__Given text__.
MMP9 regulates the CNS immune response due to its ability to activate inflammatory markers and its involvement in BBB maintenance, leading to its regulation of entry of leukocytes into the brain parenchyma [5]. MDC/CCL22 is a small cytokine that belongs to the Cysteine-Cysteine (CC) family and is involved in transport of natural killer cells, chronically activated T lymphocytes (Th2) [36], monocytes, and dendritic cells into injury sites [37]. MDC is expressed in the CNS and is produced by CNS-infiltrating leukocytes and intra-parenchymal microglia in EAE models [38]. Activated microglia secrete MDC that induces chemotaxis of Th2, but not Th1, cells suggesting that MDC produced by microglia regulates neuro-inflammation via recruitment of Th2 cells into the injury site [38]. Leukocyte infiltration into CNS white matter lesions, which contain CD4+ and CD8+ T cells and activated macrophages/microglia, is a hallmark of MS [39]. Taken together, these findings support the hypothesis that the increase in CNS MDC with resveratrol may facilitate the intracerebral homing of specific leukocytes involved in brain injury in AD, providing a mechanism for responding to amyloid-associated inflammation [40]. MDC is involved in Th2-driven chronic inflammation [41], and this is consistent with the increase of CNS levels of IL-4, which mediates an adaptive immune response via Th2 cell induction [42, 43], leading to a long-term protective immune response. Our results are also consistent with the function MMPs that play an integral role in immune cell development, effector function, migration, and ligand-receptor interactions [44]. T helper cells (Th1 and Th2) secrete MMP9 [45], which plays a critical role in the migration of T cells from the blood stream to the brain and other tissues [46, 47]. Additionally, recent advances in neuro-inflammation implicate abnormal neurotrophic factor signaling, including fibroblast growth factors (FGFs) in HIV-associated neurocognitive decline (HAND) [48] and stroke [49]. The increase in CNS FGF levels after resveratrol treatment suggests an effect on growth factors, which may play a role in neuro-resilience in aging and AD.

__Provided material__.

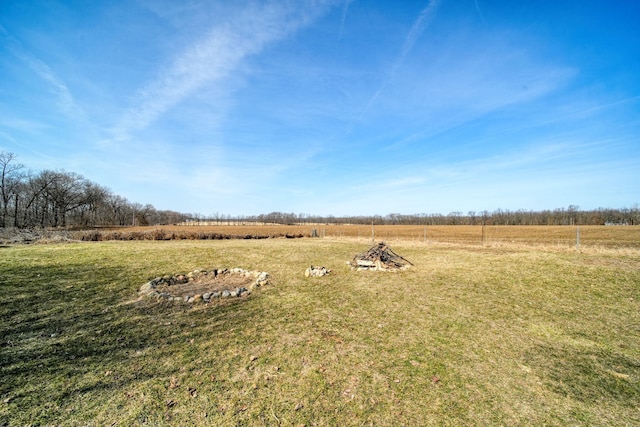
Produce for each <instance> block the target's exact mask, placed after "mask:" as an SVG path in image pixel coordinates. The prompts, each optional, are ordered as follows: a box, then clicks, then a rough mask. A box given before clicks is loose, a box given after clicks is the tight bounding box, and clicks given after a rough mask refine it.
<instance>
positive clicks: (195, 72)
mask: <svg viewBox="0 0 640 427" xmlns="http://www.w3.org/2000/svg"><path fill="white" fill-rule="evenodd" d="M322 4H323V2H321V3H319V4H316V3H309V4H307V3H291V4H288V3H267V4H265V5H259V4H254V3H251V4H250V5H249V6H248V7H247V8H246V9H244V10H243V11H242V12H241V13H240V14H238V15H237V16H235V17H234V18H233V19H232V20H231V21H230V22H228V23H226V24H221V25H220V26H216V27H214V28H212V29H211V30H210V31H209V32H208V34H206V36H204V37H203V38H201V39H200V40H198V41H196V42H194V43H193V44H192V45H190V46H188V47H186V48H185V49H184V50H183V51H182V52H181V53H179V54H178V55H177V56H175V57H174V59H173V60H172V61H171V64H170V65H169V66H167V67H166V68H165V69H164V70H163V71H161V72H160V73H159V75H158V76H157V78H156V79H155V80H153V81H152V82H150V83H148V84H147V85H145V86H144V87H143V88H141V89H140V90H139V91H138V93H137V94H136V95H135V97H134V101H133V105H132V106H131V107H130V108H128V110H127V111H126V113H125V114H124V116H123V118H122V120H121V122H120V123H119V124H118V125H117V126H116V127H115V129H114V130H113V133H114V136H115V138H116V139H119V140H124V139H127V138H128V137H129V136H130V133H132V132H135V131H137V130H141V129H145V128H146V127H147V126H149V125H150V124H151V123H152V122H154V121H155V120H157V119H158V118H159V117H160V116H161V115H162V114H164V113H165V112H167V111H168V110H170V109H171V108H172V107H174V106H176V105H177V104H179V103H180V102H182V101H183V100H185V99H186V98H188V97H190V96H192V95H194V94H195V93H196V92H197V91H198V90H199V89H201V88H203V87H205V86H206V85H209V84H213V83H217V84H219V85H223V84H224V79H225V78H228V77H230V76H232V74H233V73H235V72H238V68H239V67H240V64H241V63H242V61H243V60H244V59H245V58H246V57H248V56H250V55H253V54H256V53H258V52H260V51H261V50H262V49H264V48H265V47H266V46H267V45H268V44H270V43H273V42H276V41H278V40H281V39H283V38H284V37H286V36H287V35H289V34H290V33H292V32H294V31H296V30H297V29H299V28H300V27H303V26H305V25H307V24H308V23H309V22H310V21H312V20H313V19H315V18H316V17H317V16H319V15H320V14H321V13H322V12H323V10H324V8H323V7H322Z"/></svg>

__Exercise brief__.
Answer these questions from the neuro-inflammation passage.
(a) Which T cells does MDC secreted by activated microglia draw by chemotaxis, and which does it not?
(b) Which cells secrete MMP9?
(c) In which two conditions is abnormal FGF signaling implicated?
The material comes from a different source than the neuro-inflammation passage.

__Exercise result__.
(a) It draws Th2 cells but not Th1 cells.
(b) T helper cells (Th1 and Th2) secrete MMP9.
(c) HIV-associated neurocognitive decline (HAND) and stroke.